**Your goal**
Rewrite the passage of the essay on saying yes, from "It requires a sense" up to and including "say yes often.", with "stability" changed to "comfort".

**Document section**

___

Learning How to Make ‘Yes’ More Say-able

In the early days of my company Praxis, I said yes a lot.

Interns, contractors, and employees had ideas. I said go ahead and try them. Why not? It was fast-paced, wild, experimental. I love saying yes to people acting on their ideas.

I’ve found myself in phases where I can’t say yes as freely, and I have to be involved in a lot more back and forth before action is taken. I hate it. Recently, I’m back in a place where it’s easy to say yes.

I started thinking about the factors that enable saying yes. It requires a clear vision. If the vision is muddy or badly articulated, every idea will just sort of miss the mark enough to warrant discussion. The mark hasn’t been made clear enough to allow various paths to it to be freely tried.

It also requires excellent teammates. To let someone free to chase down their ideas requires people who tend to have ideas worth chasing and tend to be able to execute on them. At times when hiring outpaces acculturating, you get phases where you can’t green light as much.

It requires a sense of urgency and pace where growth is prized over stability. If you’re protecting what you have, you’ll say no a lot. If you’re boldly moving into the unknown anyway, what the heck, let’s try some stuff! This mindset must be maintained even if you have stuff to lose. Growth should be prized more than loss is feared if you want to be able to say yes often.

I love pitching a vision, rallying a great team around it, and then saying yes to everything they come up with. That’s when I’m in the zone. I don’t like getting into the weeds and trying to tweak people’s ideas. But I can’t just avoid it any more than I can ignore throbbing pain in my body. It’s a symptom that reveals a problem. If I’m not finding it easy to say yes, it means the vision isn’t clear enough or not communicated well enough, the team isn’t right, or the loss aversion is too strong.

Take care of those, and I get to start saying yes and watching the magic happen.

___

Point-per-instance localization records:
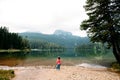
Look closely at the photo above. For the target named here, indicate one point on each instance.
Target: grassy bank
(6, 74)
(14, 50)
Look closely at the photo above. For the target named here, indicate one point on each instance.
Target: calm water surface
(69, 57)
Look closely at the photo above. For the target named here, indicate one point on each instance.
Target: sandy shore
(66, 73)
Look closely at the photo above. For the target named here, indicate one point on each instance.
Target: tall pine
(103, 24)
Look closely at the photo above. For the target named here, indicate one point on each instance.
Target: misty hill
(59, 37)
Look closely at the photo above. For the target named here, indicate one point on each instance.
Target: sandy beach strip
(66, 73)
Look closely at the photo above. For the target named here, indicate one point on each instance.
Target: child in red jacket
(58, 63)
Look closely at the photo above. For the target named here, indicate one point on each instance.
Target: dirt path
(66, 73)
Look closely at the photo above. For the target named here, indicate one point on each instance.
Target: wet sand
(66, 73)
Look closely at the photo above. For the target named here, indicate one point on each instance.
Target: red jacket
(58, 61)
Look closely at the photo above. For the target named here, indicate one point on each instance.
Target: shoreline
(65, 73)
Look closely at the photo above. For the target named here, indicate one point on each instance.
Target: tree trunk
(116, 51)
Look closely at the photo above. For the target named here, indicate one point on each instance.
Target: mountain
(60, 37)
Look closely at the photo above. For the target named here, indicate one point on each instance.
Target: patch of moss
(6, 74)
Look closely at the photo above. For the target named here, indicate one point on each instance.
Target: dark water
(69, 57)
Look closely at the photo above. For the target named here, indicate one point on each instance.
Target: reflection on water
(69, 57)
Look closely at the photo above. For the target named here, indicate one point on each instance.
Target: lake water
(68, 57)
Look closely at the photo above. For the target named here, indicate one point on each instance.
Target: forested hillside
(59, 37)
(12, 40)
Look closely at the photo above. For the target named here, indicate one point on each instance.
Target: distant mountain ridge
(60, 37)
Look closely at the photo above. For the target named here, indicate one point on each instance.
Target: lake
(68, 57)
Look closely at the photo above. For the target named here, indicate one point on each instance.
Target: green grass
(6, 74)
(115, 66)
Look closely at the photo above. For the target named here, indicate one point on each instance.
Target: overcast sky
(43, 16)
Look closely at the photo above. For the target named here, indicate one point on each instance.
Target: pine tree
(103, 24)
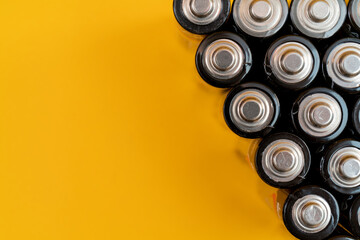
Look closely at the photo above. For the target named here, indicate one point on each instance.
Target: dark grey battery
(340, 166)
(292, 62)
(283, 160)
(260, 19)
(318, 19)
(201, 17)
(310, 213)
(223, 59)
(341, 65)
(251, 110)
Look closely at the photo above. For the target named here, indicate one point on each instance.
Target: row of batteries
(309, 148)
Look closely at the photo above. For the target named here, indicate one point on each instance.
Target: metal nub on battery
(318, 18)
(223, 59)
(201, 16)
(354, 13)
(311, 213)
(260, 18)
(282, 160)
(321, 114)
(341, 167)
(342, 64)
(293, 61)
(251, 110)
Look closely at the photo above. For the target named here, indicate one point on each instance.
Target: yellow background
(107, 132)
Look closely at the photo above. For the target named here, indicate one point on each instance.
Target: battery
(320, 114)
(201, 17)
(251, 110)
(340, 166)
(282, 160)
(341, 65)
(354, 14)
(310, 213)
(318, 19)
(355, 118)
(260, 18)
(292, 62)
(223, 59)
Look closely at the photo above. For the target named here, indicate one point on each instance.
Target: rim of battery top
(354, 217)
(223, 59)
(354, 13)
(283, 160)
(201, 17)
(260, 18)
(321, 114)
(318, 18)
(251, 110)
(341, 64)
(341, 166)
(311, 213)
(293, 61)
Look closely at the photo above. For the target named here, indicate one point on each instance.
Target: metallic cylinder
(260, 18)
(340, 168)
(201, 17)
(341, 64)
(251, 110)
(320, 114)
(354, 14)
(318, 18)
(223, 59)
(311, 213)
(283, 160)
(292, 62)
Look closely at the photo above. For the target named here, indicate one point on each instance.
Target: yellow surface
(106, 131)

___

**Output of the task**
It requires a sense of urgency and pace where growth is prized over comfort. If you’re protecting what you have, you’ll say no a lot. If you’re boldly moving into the unknown anyway, what the heck, let’s try some stuff! This mindset must be maintained even if you have stuff to lose. Growth should be prized more than loss is feared if you want to be able to say yes often.